Exercise:
Copy each of the records below verbatim, keeping every line and character unchanged.

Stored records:
◇ ◇ ◇ ◇

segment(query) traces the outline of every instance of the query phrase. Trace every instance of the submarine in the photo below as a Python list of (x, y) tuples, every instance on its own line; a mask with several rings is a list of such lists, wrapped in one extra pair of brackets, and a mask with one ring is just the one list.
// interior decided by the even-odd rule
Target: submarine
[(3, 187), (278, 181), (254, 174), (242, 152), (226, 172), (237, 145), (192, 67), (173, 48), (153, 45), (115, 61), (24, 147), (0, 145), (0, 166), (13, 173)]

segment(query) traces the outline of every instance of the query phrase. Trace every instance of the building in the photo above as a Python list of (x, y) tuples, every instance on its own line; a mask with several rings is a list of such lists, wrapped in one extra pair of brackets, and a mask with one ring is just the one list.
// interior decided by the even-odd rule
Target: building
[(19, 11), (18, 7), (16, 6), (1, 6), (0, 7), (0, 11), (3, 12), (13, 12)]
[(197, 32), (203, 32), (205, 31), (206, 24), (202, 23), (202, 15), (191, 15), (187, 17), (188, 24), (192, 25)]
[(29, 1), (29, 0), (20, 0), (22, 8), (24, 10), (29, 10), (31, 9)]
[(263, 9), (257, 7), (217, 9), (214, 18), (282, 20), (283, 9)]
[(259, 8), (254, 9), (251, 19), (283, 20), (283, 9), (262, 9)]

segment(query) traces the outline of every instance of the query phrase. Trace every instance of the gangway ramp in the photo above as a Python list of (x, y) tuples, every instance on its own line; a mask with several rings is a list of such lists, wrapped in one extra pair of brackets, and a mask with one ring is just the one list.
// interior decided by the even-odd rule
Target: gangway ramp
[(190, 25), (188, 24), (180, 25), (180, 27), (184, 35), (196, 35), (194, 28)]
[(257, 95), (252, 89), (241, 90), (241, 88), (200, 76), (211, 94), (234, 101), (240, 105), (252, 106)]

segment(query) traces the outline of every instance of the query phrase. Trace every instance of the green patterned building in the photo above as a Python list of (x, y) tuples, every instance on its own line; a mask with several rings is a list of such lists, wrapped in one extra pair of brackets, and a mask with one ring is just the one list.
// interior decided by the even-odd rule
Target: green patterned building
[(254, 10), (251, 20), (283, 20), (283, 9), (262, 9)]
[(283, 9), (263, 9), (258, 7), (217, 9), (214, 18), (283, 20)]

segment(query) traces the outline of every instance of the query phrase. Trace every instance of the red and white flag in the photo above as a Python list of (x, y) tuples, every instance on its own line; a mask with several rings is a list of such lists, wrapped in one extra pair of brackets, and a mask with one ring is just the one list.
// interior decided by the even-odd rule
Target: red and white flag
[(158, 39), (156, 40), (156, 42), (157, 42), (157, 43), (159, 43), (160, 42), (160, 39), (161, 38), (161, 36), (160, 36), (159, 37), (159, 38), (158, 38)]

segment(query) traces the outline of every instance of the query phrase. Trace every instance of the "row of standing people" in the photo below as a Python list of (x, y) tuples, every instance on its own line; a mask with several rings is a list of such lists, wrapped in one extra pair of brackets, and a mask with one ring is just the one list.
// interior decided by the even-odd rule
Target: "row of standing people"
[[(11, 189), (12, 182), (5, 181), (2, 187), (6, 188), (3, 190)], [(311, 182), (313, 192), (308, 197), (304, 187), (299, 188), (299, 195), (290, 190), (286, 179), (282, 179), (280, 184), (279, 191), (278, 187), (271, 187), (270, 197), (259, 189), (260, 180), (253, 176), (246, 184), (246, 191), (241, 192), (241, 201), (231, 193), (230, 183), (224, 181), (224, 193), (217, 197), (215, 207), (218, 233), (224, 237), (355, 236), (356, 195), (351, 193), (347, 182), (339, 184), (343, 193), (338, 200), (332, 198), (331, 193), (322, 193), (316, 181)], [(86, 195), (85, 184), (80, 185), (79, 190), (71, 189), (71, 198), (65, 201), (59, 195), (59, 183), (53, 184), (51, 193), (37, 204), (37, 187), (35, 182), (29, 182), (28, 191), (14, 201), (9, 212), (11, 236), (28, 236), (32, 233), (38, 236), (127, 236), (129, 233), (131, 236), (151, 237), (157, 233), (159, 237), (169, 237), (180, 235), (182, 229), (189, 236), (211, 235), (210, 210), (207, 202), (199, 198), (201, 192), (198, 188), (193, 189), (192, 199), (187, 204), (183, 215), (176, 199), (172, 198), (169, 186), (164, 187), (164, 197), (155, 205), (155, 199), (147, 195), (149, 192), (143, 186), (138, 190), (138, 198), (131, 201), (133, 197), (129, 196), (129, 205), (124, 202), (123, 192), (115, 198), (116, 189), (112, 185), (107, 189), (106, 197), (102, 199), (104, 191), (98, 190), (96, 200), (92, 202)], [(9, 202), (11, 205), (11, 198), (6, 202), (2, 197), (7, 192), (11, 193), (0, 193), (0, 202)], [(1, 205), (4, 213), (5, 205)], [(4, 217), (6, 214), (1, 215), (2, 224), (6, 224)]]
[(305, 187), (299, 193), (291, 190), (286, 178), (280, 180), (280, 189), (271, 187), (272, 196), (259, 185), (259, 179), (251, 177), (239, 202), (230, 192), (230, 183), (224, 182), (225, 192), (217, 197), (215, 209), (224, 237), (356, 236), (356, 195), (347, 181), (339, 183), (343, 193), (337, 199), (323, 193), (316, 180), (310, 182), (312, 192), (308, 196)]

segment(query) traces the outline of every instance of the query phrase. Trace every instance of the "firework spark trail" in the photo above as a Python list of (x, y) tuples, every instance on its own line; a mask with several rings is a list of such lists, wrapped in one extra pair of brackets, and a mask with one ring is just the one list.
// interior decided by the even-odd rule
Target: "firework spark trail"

◇ ◇ ◇ ◇

Exercise answer:
segment(query) traces the outline of every instance of the query phrase. Trace every instance of the submarine in the photo below as a Python list of (x, y) tuples, every instance on its own line; a mask with several rings is a list of such lists, wrapped in one extra pair of brackets, and a mask with one ring is just the one list.
// interior decided by the even-odd rule
Target: submarine
[(3, 187), (278, 181), (254, 174), (242, 152), (226, 172), (237, 145), (192, 67), (173, 48), (153, 45), (115, 61), (24, 147), (0, 145), (0, 166), (13, 173)]

segment(query) traces the outline of every instance of the query phrase. Trace every instance of the building in the photo above as a Python list of (x, y) tuples, every instance on its own line; a mask with several rings is a list of such lists, wrapped in one extra pair of brackets, and a mask with one ring is just the one list.
// interior decided by the even-odd rule
Target: building
[(19, 11), (18, 7), (16, 6), (1, 6), (0, 7), (0, 11), (3, 12), (13, 12)]
[(197, 32), (203, 32), (205, 31), (206, 24), (202, 23), (202, 15), (191, 15), (187, 17), (188, 24), (192, 25)]
[(29, 1), (29, 0), (20, 0), (22, 8), (24, 10), (29, 10), (31, 9)]
[(263, 9), (257, 7), (217, 9), (214, 18), (282, 20), (283, 9)]
[(259, 8), (254, 9), (251, 19), (283, 20), (283, 9), (262, 9)]

segment(query) traces the outline of every instance of the query phrase. Trace every instance of the gangway ramp in the photo above as a Python list of (x, y) tuples, every instance on its own line; a mask with several rings is a list of such lists, wrapped in one extra pair of brackets, and a mask with one ring is just the one list.
// interior decided by the even-odd rule
Target: gangway ramp
[(190, 25), (188, 24), (180, 25), (180, 27), (184, 35), (196, 35), (194, 28)]
[(257, 95), (252, 89), (241, 90), (241, 88), (200, 76), (211, 94), (234, 101), (240, 105), (252, 106)]

segment(query) traces the outline of every instance of the query phrase. Trace every instance of the green patterned building in the photo above as a Python list of (x, y) tuples, every instance on its own line; a mask with several rings is a list of such lists, wrapped in one extra pair of brackets, and a mask with one ring is just the one list.
// interior decided by the even-odd rule
Target: green patterned building
[(254, 10), (251, 20), (283, 20), (283, 9), (262, 9)]
[(283, 9), (263, 9), (258, 7), (217, 9), (214, 18), (283, 20)]

segment(query) traces the outline of every instance of the query phrase. Trace every instance of the red and white flag in the photo above as a Python list of (x, y) tuples, every instance on its own line; a mask with several rings is a list of such lists, wrapped in one extra pair of brackets, and a mask with one ring is just the one list.
// interior decided by the even-odd rule
Target: red and white flag
[(158, 39), (156, 40), (156, 42), (157, 42), (157, 43), (159, 43), (160, 42), (160, 39), (161, 38), (161, 36), (160, 36), (159, 37), (159, 38), (158, 38)]

segment(query) traces the outline of every instance of the query phrase. Trace every instance of the "row of standing people" in the photo below as a Python list of (x, y) tuples, every instance on its own line; a mask with several rings is a list of such lists, wrapped in one extra pair of brackets, and a mask with one ring is just the one list.
// interior decided by the even-odd rule
Target: "row of standing people"
[[(11, 189), (12, 182), (5, 181), (2, 187), (6, 188), (3, 190)], [(311, 182), (313, 192), (308, 197), (304, 187), (299, 188), (299, 195), (290, 190), (286, 179), (282, 179), (280, 184), (279, 191), (278, 187), (271, 187), (270, 197), (259, 189), (260, 180), (253, 176), (246, 184), (246, 191), (241, 192), (241, 201), (231, 193), (230, 183), (224, 181), (224, 193), (217, 197), (215, 207), (218, 233), (224, 237), (355, 236), (356, 195), (351, 193), (347, 182), (339, 184), (343, 193), (338, 200), (332, 198), (331, 193), (322, 193), (316, 181)], [(86, 195), (85, 184), (80, 185), (79, 190), (71, 189), (71, 198), (65, 201), (59, 195), (59, 183), (53, 184), (51, 193), (37, 204), (37, 187), (35, 182), (29, 182), (28, 191), (14, 201), (9, 212), (11, 236), (28, 236), (32, 233), (38, 236), (127, 236), (129, 233), (131, 236), (151, 237), (157, 233), (159, 237), (169, 237), (180, 235), (182, 229), (189, 236), (211, 235), (210, 210), (207, 202), (199, 198), (201, 192), (198, 188), (193, 189), (192, 199), (187, 204), (183, 215), (176, 199), (172, 198), (169, 186), (164, 187), (164, 197), (155, 205), (155, 199), (147, 195), (149, 192), (143, 186), (138, 190), (138, 198), (131, 201), (133, 197), (129, 196), (129, 205), (124, 202), (123, 192), (115, 198), (116, 189), (112, 185), (107, 189), (106, 197), (102, 199), (104, 191), (98, 190), (96, 200), (92, 202)], [(9, 202), (11, 205), (11, 198), (6, 202), (2, 197), (7, 192), (11, 193), (0, 193), (0, 202)], [(1, 205), (4, 213), (5, 205)], [(4, 217), (6, 214), (1, 215), (2, 224), (6, 224)]]
[(305, 187), (299, 193), (291, 190), (286, 178), (280, 180), (280, 189), (271, 187), (272, 196), (259, 185), (259, 179), (251, 177), (239, 202), (230, 192), (230, 183), (224, 182), (225, 192), (217, 197), (215, 209), (224, 237), (356, 236), (356, 195), (347, 181), (339, 183), (343, 193), (337, 199), (323, 193), (316, 180), (310, 182), (312, 192), (308, 196)]

segment(query) traces the outline of every instance of the query phrase. Trace every instance of the "firework spark trail" in the photo above as a Python list of (x, y) tuples, every instance on its own line; a mask with several rings is a list of such lists, wrapped in one extra pair of brackets, and a mask with one ring is just the one list.
// interior decided by the even-odd rule
Target: "firework spark trail"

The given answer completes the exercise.